Named object pointing entries
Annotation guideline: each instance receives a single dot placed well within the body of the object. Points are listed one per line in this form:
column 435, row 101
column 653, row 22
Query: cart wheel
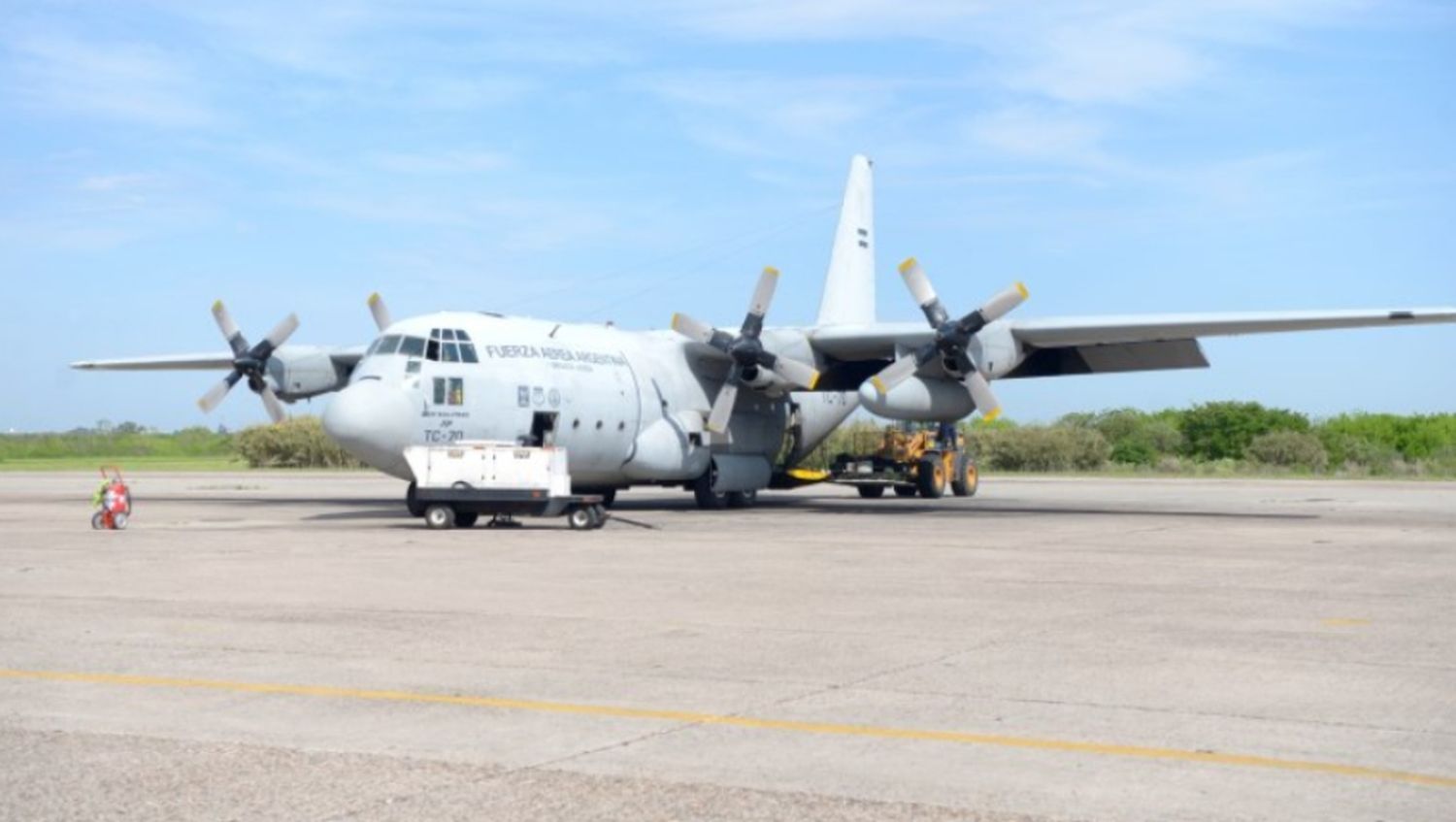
column 411, row 504
column 599, row 515
column 579, row 518
column 440, row 516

WHAT YOU SHOULD DO: Rename every "Query" in the listing above to "Object", keeping all other text the same. Leave out the pictures when you reproduce the listing.

COMPLETED EXERCISE:
Annotation guideline: each instance receives a single dot placed well within the body of the object. Points are listed one per line in this form:
column 435, row 101
column 653, row 22
Object: cart wheel
column 411, row 504
column 599, row 515
column 579, row 518
column 440, row 516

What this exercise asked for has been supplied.